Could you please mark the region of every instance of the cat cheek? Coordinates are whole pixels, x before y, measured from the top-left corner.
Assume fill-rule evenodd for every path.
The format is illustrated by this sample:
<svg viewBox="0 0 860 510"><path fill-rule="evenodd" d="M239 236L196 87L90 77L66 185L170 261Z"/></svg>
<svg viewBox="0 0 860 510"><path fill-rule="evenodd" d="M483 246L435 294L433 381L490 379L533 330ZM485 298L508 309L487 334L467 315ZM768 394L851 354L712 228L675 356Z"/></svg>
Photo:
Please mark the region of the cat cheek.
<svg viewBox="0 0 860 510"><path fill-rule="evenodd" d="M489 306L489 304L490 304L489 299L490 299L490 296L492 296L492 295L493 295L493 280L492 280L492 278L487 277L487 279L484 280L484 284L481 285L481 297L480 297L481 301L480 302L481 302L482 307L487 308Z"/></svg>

_The task_
Print exactly the lines that run from the line containing "246L435 294L433 381L490" to the end of the data, both ends included.

_Result below_
<svg viewBox="0 0 860 510"><path fill-rule="evenodd" d="M483 246L435 294L433 381L490 379L533 330ZM485 298L508 309L487 334L467 315ZM768 394L851 354L712 228L675 356Z"/></svg>
Photo:
Please mark the region of the cat cheek.
<svg viewBox="0 0 860 510"><path fill-rule="evenodd" d="M489 306L489 304L490 304L489 299L490 299L490 296L492 296L492 295L493 295L493 280L492 280L492 278L487 277L487 279L484 280L484 284L481 285L481 297L480 297L481 301L480 302L481 302L482 307L487 308Z"/></svg>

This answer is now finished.